**DATA SHOWN**
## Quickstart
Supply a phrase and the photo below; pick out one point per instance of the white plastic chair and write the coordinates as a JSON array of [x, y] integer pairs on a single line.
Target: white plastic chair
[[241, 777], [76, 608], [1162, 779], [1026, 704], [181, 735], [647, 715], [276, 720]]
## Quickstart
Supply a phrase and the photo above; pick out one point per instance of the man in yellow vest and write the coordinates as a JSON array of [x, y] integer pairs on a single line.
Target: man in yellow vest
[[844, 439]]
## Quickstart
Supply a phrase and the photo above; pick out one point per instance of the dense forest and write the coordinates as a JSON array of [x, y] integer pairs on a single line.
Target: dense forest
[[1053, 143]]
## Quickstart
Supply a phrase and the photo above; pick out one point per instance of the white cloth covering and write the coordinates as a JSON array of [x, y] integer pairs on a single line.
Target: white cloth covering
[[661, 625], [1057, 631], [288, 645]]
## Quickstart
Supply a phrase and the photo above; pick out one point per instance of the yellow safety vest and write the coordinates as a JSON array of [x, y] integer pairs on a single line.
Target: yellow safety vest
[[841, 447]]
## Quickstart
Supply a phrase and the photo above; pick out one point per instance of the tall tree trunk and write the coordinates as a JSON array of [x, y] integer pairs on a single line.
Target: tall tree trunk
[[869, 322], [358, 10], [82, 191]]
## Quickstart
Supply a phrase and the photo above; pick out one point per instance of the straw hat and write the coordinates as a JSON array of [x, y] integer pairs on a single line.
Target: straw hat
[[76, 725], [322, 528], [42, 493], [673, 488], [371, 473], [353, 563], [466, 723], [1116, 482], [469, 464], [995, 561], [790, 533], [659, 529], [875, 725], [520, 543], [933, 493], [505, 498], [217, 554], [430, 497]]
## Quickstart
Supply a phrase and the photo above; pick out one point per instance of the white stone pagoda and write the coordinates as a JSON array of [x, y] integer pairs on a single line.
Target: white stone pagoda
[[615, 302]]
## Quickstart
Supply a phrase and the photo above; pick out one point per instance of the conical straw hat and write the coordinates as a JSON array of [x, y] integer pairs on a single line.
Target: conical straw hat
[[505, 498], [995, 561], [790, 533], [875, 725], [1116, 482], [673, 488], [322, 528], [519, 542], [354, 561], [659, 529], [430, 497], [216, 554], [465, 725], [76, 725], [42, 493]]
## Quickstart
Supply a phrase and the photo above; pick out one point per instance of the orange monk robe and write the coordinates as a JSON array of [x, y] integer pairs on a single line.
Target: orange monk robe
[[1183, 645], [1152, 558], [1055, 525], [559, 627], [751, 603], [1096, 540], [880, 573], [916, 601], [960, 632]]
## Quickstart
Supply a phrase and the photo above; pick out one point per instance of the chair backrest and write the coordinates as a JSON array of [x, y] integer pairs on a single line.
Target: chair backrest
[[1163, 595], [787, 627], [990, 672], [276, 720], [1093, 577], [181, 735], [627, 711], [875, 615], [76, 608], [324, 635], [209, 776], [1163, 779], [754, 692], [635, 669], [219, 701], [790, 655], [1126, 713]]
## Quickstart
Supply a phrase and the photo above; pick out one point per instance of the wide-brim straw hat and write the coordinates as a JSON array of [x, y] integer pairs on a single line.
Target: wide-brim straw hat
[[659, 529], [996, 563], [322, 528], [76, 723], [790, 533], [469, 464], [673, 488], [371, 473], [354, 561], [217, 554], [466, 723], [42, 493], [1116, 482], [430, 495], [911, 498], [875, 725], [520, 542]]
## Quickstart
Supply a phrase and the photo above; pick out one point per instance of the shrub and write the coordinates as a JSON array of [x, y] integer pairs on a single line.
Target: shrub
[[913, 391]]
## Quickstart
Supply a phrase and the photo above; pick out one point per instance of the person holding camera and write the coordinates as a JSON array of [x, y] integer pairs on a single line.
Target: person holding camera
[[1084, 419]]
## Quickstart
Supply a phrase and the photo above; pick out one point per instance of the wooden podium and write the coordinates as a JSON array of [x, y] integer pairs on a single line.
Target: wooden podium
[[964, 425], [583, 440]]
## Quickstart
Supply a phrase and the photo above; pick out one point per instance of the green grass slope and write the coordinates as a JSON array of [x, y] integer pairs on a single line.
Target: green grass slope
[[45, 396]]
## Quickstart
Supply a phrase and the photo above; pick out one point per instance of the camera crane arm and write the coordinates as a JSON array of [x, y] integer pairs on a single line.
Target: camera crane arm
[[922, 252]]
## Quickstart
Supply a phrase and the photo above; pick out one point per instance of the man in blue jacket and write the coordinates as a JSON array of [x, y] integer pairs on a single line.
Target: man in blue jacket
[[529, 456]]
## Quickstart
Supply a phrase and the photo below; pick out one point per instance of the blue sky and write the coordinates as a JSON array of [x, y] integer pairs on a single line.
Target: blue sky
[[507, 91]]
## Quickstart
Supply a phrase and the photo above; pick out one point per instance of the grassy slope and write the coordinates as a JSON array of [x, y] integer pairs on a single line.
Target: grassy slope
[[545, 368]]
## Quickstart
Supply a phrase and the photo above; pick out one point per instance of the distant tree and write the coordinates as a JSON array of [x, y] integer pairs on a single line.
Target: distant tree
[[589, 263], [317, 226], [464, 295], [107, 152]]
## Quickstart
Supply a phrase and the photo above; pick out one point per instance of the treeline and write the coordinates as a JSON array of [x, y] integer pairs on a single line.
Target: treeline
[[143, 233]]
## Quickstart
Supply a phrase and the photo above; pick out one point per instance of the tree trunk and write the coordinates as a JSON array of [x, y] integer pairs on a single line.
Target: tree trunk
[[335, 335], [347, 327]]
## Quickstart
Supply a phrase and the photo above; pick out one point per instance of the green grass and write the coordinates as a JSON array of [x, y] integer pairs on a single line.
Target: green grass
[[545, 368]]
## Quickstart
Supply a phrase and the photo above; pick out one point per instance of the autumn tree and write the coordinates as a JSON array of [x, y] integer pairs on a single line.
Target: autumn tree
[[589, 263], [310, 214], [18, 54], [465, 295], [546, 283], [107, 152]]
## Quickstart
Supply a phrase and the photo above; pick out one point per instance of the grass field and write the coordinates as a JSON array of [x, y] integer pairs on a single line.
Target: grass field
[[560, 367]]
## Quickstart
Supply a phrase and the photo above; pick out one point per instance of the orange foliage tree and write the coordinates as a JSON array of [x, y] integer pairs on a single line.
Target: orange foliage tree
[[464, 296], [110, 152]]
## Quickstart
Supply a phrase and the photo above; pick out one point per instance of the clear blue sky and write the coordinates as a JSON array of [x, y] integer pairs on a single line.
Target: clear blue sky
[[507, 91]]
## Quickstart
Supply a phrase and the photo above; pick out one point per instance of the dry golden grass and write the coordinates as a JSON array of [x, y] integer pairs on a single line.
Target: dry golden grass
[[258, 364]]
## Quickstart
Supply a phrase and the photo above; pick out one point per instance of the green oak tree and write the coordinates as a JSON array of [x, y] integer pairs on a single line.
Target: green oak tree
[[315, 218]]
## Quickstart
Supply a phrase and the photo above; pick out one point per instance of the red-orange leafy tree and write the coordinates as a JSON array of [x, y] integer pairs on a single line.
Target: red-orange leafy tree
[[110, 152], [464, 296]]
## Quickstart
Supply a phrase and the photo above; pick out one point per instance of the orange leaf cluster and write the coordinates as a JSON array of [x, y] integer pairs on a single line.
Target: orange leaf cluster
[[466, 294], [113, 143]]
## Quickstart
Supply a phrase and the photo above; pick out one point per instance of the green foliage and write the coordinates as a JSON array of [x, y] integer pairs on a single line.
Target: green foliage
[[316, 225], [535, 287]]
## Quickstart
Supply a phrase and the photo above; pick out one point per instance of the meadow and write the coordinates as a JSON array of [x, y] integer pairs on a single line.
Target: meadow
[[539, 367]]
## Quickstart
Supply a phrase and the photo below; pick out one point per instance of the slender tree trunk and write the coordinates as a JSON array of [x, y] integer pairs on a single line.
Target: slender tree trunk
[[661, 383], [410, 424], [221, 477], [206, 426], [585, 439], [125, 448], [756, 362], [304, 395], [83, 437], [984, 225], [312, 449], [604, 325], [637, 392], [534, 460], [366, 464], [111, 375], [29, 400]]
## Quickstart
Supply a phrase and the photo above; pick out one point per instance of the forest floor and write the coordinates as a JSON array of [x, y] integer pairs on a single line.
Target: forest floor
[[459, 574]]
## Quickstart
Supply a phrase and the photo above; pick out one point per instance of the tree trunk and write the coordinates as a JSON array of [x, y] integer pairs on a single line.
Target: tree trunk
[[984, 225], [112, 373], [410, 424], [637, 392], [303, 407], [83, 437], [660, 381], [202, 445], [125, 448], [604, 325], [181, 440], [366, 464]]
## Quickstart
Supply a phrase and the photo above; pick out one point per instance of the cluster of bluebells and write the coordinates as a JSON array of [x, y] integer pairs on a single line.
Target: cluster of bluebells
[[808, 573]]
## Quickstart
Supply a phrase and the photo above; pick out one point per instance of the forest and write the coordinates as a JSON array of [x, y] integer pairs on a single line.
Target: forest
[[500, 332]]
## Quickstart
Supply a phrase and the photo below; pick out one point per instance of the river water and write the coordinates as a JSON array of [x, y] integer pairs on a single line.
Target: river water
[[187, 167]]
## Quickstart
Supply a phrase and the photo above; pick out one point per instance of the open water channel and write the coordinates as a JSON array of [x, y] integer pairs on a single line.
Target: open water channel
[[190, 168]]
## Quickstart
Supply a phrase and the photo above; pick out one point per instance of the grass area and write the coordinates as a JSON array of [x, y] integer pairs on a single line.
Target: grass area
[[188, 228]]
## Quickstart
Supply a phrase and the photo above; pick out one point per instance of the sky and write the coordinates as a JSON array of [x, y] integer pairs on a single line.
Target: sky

**WORK ITEM**
Exact reproduction is required. Give the lines of the data from its first line through the line containing "the white plastic", and no others.

**RESULT BELOW**
## Quickstart
Supply a phrase and the photo below; pick out one point per instance of the white plastic chair and write the coordinates as a JSON array of [x, y] integer pairs on a single line.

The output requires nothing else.